Instructions to follow
Line count for "TARGET": give how many lines in the data below contain it, with no other words.
————————
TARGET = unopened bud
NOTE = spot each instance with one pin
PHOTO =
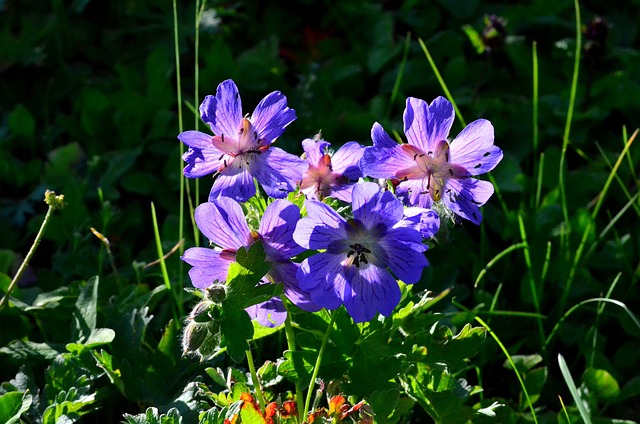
(194, 336)
(200, 313)
(54, 200)
(216, 293)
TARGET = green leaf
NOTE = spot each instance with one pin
(260, 331)
(98, 337)
(27, 350)
(21, 122)
(217, 375)
(268, 374)
(384, 403)
(297, 365)
(245, 274)
(474, 38)
(105, 361)
(523, 363)
(455, 350)
(250, 414)
(601, 383)
(85, 312)
(14, 404)
(534, 382)
(236, 329)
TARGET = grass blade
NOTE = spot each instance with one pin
(506, 353)
(442, 83)
(396, 84)
(584, 302)
(567, 127)
(596, 209)
(566, 374)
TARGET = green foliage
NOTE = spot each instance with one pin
(89, 110)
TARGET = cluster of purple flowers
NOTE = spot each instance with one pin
(357, 260)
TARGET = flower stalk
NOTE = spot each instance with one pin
————————
Result for this exercise
6